Exercise requirements: Pull out every line of text from the items below and copy it character for character, leaving out the pictures.
######
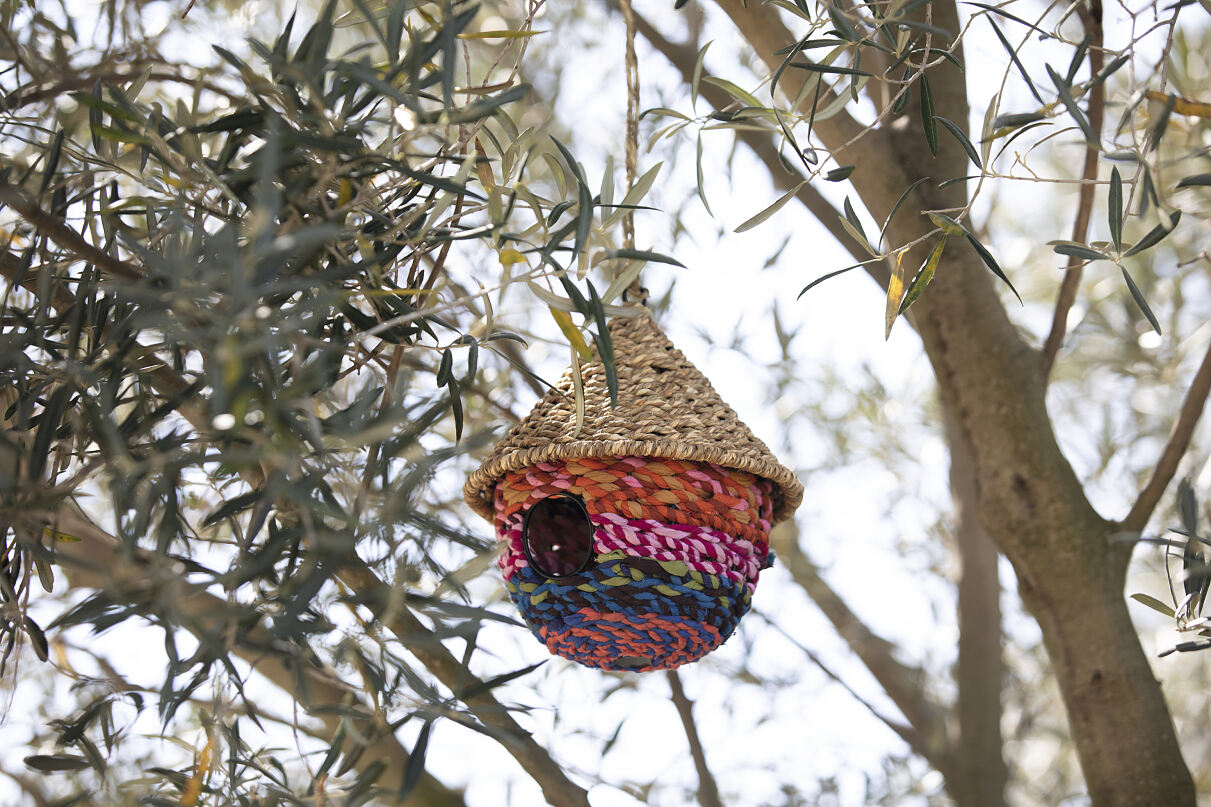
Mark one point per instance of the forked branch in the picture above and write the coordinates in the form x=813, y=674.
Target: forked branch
x=1091, y=16
x=1175, y=448
x=707, y=791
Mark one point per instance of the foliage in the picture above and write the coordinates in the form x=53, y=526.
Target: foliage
x=230, y=328
x=248, y=328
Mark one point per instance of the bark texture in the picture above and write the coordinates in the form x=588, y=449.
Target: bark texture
x=981, y=773
x=992, y=384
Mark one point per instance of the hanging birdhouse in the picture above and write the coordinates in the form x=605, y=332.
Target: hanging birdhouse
x=636, y=543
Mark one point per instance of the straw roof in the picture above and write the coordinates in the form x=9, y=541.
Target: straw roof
x=665, y=408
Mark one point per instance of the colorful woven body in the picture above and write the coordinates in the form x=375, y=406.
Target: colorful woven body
x=677, y=550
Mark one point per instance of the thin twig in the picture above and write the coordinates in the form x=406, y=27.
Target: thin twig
x=707, y=791
x=905, y=685
x=904, y=731
x=1092, y=18
x=55, y=229
x=1175, y=448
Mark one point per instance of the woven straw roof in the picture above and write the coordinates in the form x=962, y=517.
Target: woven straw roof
x=665, y=408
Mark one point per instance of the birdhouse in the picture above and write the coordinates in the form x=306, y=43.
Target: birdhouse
x=633, y=543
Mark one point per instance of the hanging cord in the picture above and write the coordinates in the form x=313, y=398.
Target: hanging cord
x=636, y=291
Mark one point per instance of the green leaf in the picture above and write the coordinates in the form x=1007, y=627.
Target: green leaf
x=734, y=91
x=948, y=224
x=1013, y=53
x=56, y=762
x=1114, y=209
x=842, y=23
x=1154, y=236
x=698, y=74
x=831, y=274
x=415, y=765
x=635, y=195
x=1154, y=604
x=1108, y=70
x=1140, y=301
x=923, y=276
x=991, y=262
x=815, y=67
x=1198, y=179
x=47, y=424
x=701, y=182
x=1015, y=120
x=896, y=206
x=641, y=255
x=1078, y=56
x=584, y=201
x=854, y=227
x=1188, y=507
x=962, y=137
x=927, y=115
x=1074, y=250
x=1065, y=90
x=773, y=209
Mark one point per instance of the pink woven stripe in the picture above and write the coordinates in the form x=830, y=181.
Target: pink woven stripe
x=702, y=549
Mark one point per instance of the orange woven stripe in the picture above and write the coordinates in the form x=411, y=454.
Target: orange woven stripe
x=640, y=487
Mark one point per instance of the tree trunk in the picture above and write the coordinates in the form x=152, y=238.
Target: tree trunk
x=1029, y=499
x=981, y=773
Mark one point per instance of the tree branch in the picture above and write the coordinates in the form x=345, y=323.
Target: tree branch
x=1175, y=448
x=55, y=229
x=707, y=791
x=764, y=146
x=902, y=684
x=1091, y=17
x=11, y=270
x=979, y=753
x=904, y=731
x=764, y=29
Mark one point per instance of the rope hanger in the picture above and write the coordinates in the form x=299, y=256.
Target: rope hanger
x=635, y=291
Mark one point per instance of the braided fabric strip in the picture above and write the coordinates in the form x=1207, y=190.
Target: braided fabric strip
x=644, y=487
x=626, y=610
x=677, y=550
x=701, y=549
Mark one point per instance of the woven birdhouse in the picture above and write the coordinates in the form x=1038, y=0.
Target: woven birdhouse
x=636, y=543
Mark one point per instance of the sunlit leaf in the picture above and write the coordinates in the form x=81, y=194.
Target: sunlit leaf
x=1137, y=296
x=923, y=276
x=764, y=215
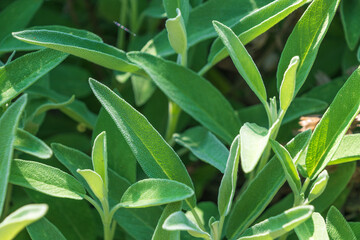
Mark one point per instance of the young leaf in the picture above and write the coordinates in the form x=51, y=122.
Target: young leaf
x=19, y=219
x=252, y=202
x=204, y=145
x=88, y=49
x=99, y=157
x=95, y=182
x=43, y=229
x=276, y=226
x=192, y=93
x=179, y=222
x=177, y=33
x=8, y=125
x=228, y=182
x=242, y=60
x=337, y=226
x=46, y=179
x=287, y=88
x=313, y=228
x=318, y=186
x=155, y=156
x=288, y=165
x=306, y=38
x=21, y=73
x=333, y=126
x=160, y=233
x=154, y=192
x=28, y=143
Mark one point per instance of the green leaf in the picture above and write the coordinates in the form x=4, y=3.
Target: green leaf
x=204, y=145
x=253, y=141
x=95, y=183
x=46, y=179
x=350, y=19
x=333, y=126
x=99, y=157
x=43, y=229
x=276, y=226
x=179, y=222
x=348, y=150
x=21, y=73
x=288, y=165
x=306, y=38
x=177, y=33
x=28, y=143
x=192, y=93
x=229, y=180
x=19, y=219
x=156, y=157
x=337, y=226
x=318, y=186
x=254, y=24
x=242, y=60
x=17, y=15
x=154, y=192
x=88, y=49
x=287, y=88
x=252, y=202
x=313, y=228
x=160, y=233
x=8, y=126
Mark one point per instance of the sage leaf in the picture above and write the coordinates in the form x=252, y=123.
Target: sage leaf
x=242, y=60
x=276, y=226
x=192, y=93
x=154, y=192
x=19, y=219
x=8, y=125
x=204, y=145
x=156, y=157
x=46, y=179
x=305, y=43
x=333, y=126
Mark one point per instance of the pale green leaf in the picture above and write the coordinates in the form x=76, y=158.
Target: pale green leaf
x=19, y=219
x=154, y=192
x=333, y=126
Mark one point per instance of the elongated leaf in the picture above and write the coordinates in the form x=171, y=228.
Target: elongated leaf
x=17, y=15
x=306, y=38
x=313, y=228
x=154, y=192
x=348, y=150
x=8, y=125
x=276, y=226
x=254, y=24
x=242, y=60
x=228, y=182
x=28, y=143
x=178, y=221
x=19, y=219
x=333, y=126
x=287, y=87
x=43, y=229
x=350, y=19
x=155, y=156
x=337, y=226
x=192, y=93
x=93, y=51
x=45, y=179
x=99, y=157
x=21, y=73
x=161, y=233
x=204, y=145
x=252, y=202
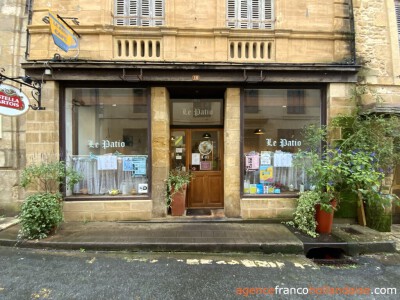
######
Answer to this exercise:
Mark one point per instance of the forked branch in the picture above and write the coordinates in the form x=813, y=674.
Target: forked branch
x=1091, y=16
x=1175, y=448
x=707, y=791
Mark one point per instance of the foliage in the picture above and write the coordinates in the form x=53, y=526.
Target: foliage
x=230, y=328
x=248, y=328
Mark one point per instance of the bark texture in the picture above and write the coordinates in the form x=588, y=449.
Target: bark texture
x=981, y=773
x=992, y=384
Mark one point per instance of the hanging birdhouse in the picture above and write the coordinates in the form x=605, y=332.
Target: hanging birdhouse
x=636, y=543
Mark one point per instance of the straw roof in the picture above and write the coordinates in the form x=9, y=541.
Target: straw roof
x=665, y=408
Mark one point per instance of the colorful woven body in the picture above and write the coordinates in the form x=375, y=406.
Target: colorful woven body
x=677, y=550
Mark one point per instance of the thin twig in the picture above and write the coordinates in the form x=406, y=27.
Target: thin twig
x=707, y=791
x=905, y=685
x=904, y=731
x=1092, y=18
x=55, y=229
x=1175, y=448
Mark one point per instance of the woven straw roof in the picture above and write the coordinates in the form x=962, y=517.
Target: woven straw roof
x=665, y=408
Mark one point per instance of the birdhouse in the picture above and write the coordinates in the form x=306, y=43.
Target: birdhouse
x=633, y=543
Mark one point per instance of the hanging cord in the picture above and write the coordinates in the form x=313, y=398.
Target: hanging cord
x=636, y=291
Mark one point per instance of the green leaf in the picture above and write the coordinates in the form x=1007, y=627.
Target: green leaf
x=734, y=91
x=948, y=224
x=1013, y=53
x=56, y=762
x=1114, y=209
x=842, y=23
x=1154, y=236
x=698, y=74
x=831, y=274
x=415, y=765
x=635, y=195
x=1154, y=604
x=1108, y=70
x=1140, y=301
x=923, y=276
x=991, y=262
x=815, y=67
x=1198, y=179
x=47, y=424
x=701, y=182
x=1015, y=120
x=896, y=206
x=641, y=255
x=1078, y=56
x=584, y=201
x=854, y=227
x=1188, y=507
x=962, y=137
x=927, y=115
x=1074, y=250
x=1065, y=90
x=773, y=209
Mark one point per instance of the pink woven stripe in the picture above and write the coordinates in the form x=830, y=181.
Target: pink woven stripe
x=702, y=549
Mark one point per instance of the orange woven stripe in the picture above and write the coordinates in the form x=411, y=454.
Target: orange woven stripe
x=640, y=487
Mark one point per instance of the tree trunk in the picture above and write the coordinates in the form x=152, y=238.
Target: tree trunk
x=1029, y=499
x=981, y=773
Mark one point per instance of the tree branch in the picture above and write the coordinates in the form x=345, y=323.
Target: tree branch
x=1175, y=448
x=55, y=229
x=707, y=791
x=764, y=146
x=902, y=684
x=1091, y=17
x=11, y=270
x=979, y=753
x=904, y=731
x=764, y=29
Mark one point per instance of the rope hanger in the picture above and write the coordinates in the form x=299, y=256.
Target: rope hanger
x=635, y=291
Mark one point per instance of the braided fabric strip in the picture above and write the coordinates in the form x=1207, y=190.
Target: braided fabric strip
x=644, y=487
x=626, y=610
x=677, y=550
x=701, y=549
Mark one point per instance of the woven birdhouse in the picture above and write the coordinates in the form x=1038, y=0.
Target: woven birdhouse
x=636, y=543
Mark one point per instance of the sunlit leaf in the picture above and write the coordinates in the form x=81, y=194.
Target: sunlit leaf
x=1137, y=296
x=923, y=276
x=764, y=215
Mark one point per instance of the young leaf in the picture above and write the coordinates in the form x=51, y=122.
Target: young leaf
x=19, y=219
x=252, y=202
x=204, y=145
x=88, y=49
x=99, y=157
x=95, y=182
x=43, y=229
x=276, y=226
x=192, y=93
x=179, y=222
x=177, y=33
x=8, y=125
x=228, y=182
x=242, y=60
x=337, y=226
x=46, y=179
x=287, y=88
x=313, y=228
x=318, y=186
x=155, y=156
x=288, y=165
x=306, y=38
x=21, y=73
x=333, y=126
x=160, y=233
x=154, y=192
x=28, y=143
Mark one point per instance of the green leaf in the picture above and write the coordinates in the form x=4, y=3.
Target: green leaf
x=204, y=145
x=253, y=141
x=95, y=183
x=46, y=179
x=350, y=19
x=333, y=126
x=99, y=157
x=43, y=229
x=276, y=226
x=179, y=222
x=348, y=150
x=21, y=73
x=288, y=165
x=306, y=38
x=177, y=33
x=28, y=143
x=192, y=93
x=229, y=180
x=19, y=219
x=156, y=157
x=337, y=226
x=318, y=186
x=254, y=24
x=242, y=60
x=17, y=15
x=154, y=192
x=88, y=49
x=287, y=88
x=252, y=202
x=313, y=228
x=160, y=233
x=8, y=126
Mark one point per instance of the sage leaf in the picture above and write the coordinates in the form x=252, y=123.
Target: sage leaf
x=242, y=60
x=276, y=226
x=192, y=93
x=154, y=192
x=19, y=219
x=8, y=125
x=204, y=145
x=156, y=157
x=46, y=179
x=305, y=43
x=333, y=126
Mark one point per instance of the pale green leaf in the picture above and write the coordinates in the form x=76, y=158.
Target: pale green leaf
x=19, y=219
x=154, y=192
x=333, y=126
Mark one point per instance of the elongated leaf in the picture above and write the coordinates in the form x=171, y=228.
Target: elongated leaf
x=17, y=15
x=306, y=38
x=313, y=228
x=154, y=192
x=348, y=150
x=8, y=125
x=276, y=226
x=254, y=24
x=242, y=60
x=228, y=182
x=28, y=143
x=178, y=221
x=19, y=219
x=333, y=126
x=287, y=87
x=43, y=229
x=350, y=19
x=155, y=156
x=337, y=226
x=192, y=93
x=93, y=51
x=45, y=179
x=99, y=157
x=21, y=73
x=161, y=233
x=204, y=145
x=252, y=202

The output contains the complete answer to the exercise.